Each entry needs to be restated exactly as written.
____
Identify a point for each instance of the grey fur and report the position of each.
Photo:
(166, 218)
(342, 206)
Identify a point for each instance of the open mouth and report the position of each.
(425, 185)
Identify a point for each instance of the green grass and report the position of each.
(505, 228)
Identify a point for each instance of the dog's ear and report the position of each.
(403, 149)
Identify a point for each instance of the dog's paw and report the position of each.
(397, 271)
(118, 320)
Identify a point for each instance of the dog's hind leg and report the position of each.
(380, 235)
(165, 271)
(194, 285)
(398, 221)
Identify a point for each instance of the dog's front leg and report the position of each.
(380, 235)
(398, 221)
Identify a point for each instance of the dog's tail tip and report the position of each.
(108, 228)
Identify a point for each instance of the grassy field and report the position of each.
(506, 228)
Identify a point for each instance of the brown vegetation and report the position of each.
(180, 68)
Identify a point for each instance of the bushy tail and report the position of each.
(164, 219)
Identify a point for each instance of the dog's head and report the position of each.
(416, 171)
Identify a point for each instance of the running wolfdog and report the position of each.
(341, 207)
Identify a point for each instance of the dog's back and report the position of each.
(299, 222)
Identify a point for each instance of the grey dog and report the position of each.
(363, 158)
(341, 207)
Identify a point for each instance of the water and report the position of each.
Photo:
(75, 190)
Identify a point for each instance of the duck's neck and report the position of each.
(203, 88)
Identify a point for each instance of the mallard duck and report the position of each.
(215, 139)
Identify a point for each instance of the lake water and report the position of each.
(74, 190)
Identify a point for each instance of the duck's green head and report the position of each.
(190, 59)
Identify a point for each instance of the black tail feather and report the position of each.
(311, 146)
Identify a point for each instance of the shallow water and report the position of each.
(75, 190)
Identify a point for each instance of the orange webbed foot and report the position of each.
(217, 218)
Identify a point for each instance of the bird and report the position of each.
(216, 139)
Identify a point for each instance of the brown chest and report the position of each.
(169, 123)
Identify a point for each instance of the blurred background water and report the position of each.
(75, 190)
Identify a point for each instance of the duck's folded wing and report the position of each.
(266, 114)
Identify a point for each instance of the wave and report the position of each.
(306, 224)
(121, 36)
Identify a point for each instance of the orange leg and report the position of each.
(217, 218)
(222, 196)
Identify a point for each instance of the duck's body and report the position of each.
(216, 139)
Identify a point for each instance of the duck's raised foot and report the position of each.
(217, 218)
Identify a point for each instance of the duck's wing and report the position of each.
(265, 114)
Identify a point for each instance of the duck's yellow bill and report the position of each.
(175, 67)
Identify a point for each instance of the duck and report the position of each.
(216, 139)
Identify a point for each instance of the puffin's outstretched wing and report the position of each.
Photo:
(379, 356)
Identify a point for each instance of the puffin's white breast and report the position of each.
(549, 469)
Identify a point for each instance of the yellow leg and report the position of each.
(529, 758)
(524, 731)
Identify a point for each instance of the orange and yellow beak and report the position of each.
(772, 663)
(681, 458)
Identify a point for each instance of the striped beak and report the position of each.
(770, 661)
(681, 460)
____
▶ **Answer to the task**:
Identify a point for each instance of the grey fur and report the position of each.
Photo:
(166, 218)
(342, 206)
Identify a point for each instance of the open mouth and report the position of each.
(425, 185)
Identify a point for each instance of the green grass and report the position of each.
(505, 228)
Identify a point for each instance of the dog's ear and report the position of each.
(403, 149)
Identify a point for each instance of the dog's paw and report the position of each.
(397, 271)
(118, 320)
Identify a point for each instance of the dog's hind leg and report the position of each.
(380, 235)
(165, 271)
(194, 285)
(398, 221)
Identify a point for each instance of the dog's front leg and report the position of each.
(380, 235)
(398, 221)
Identify a point for each instance of the dog's tail tip and report the position of each.
(108, 228)
Identify a point for each instance of the grassy field and report the position of each.
(506, 228)
Identify a point for each instance of the brown vegetation and report the position of each.
(180, 68)
Identify a point for each instance of the bushy tail and report the position of each.
(164, 219)
Identify a point for each instance of the dog's head and report the position of each.
(416, 171)
Identify a point for each instance of the running wolfdog and report the position of each.
(341, 207)
Identify a point for each instance of the dog's back and report the position of each.
(299, 222)
Identify a point for each instance of the grey dog and report the position of each.
(363, 158)
(341, 207)
Identify a point for each instance of the water and report the position of each.
Photo:
(75, 190)
Identify a point for each instance of the duck's neck and report the position of each.
(203, 88)
Identify a point for each instance of the mallard duck and report the position of each.
(215, 139)
Identify a point for each instance of the lake water and report the position of each.
(74, 190)
Identify a point for each instance of the duck's green head and report the position of each.
(190, 59)
Identify a point for each instance of the black tail feather and report the position of each.
(311, 146)
Identify a point for each instance of the shallow water and report the position of each.
(75, 190)
Identify a point for each instance of the orange webbed foot and report the position of each.
(217, 218)
Identify a point for each instance of the bird and report the position of each.
(216, 139)
Identify a point for each instance of the brown chest and report the position of each.
(169, 123)
Identify a point for each instance of the blurred background water and report the position of each.
(75, 190)
Identify a point for each instance of the duck's folded wing and report the position of each.
(266, 114)
Identify a point for each instance of the wave and report the position of each.
(306, 224)
(121, 36)
Identify a point for each instance of the orange leg and report the position of each.
(217, 218)
(222, 196)
Identify a point for each instance of the duck's body and report the position of each.
(216, 139)
Identify a point for each instance of the duck's raised foot and report the position of each.
(217, 218)
Identify a point for each instance of the duck's wing and report the position of each.
(265, 114)
Identify a point for each instance of the duck's yellow bill and report the position of each.
(175, 67)
Identify a point for each instance of the duck and report the position of each.
(216, 139)
Identify a point for each instance of the puffin's outstretched wing and report the position of each.
Photo:
(379, 356)
Identify a point for each instance of the puffin's white breast and report the position of each.
(549, 469)
Identify a point for each instance of the yellow leg and report the position of each.
(529, 758)
(524, 731)
Identify a point for each instance of the orange and yellow beak and report the position of each.
(772, 663)
(681, 458)
Identify a point for each instance of the striped beak and report the position of each.
(770, 661)
(681, 460)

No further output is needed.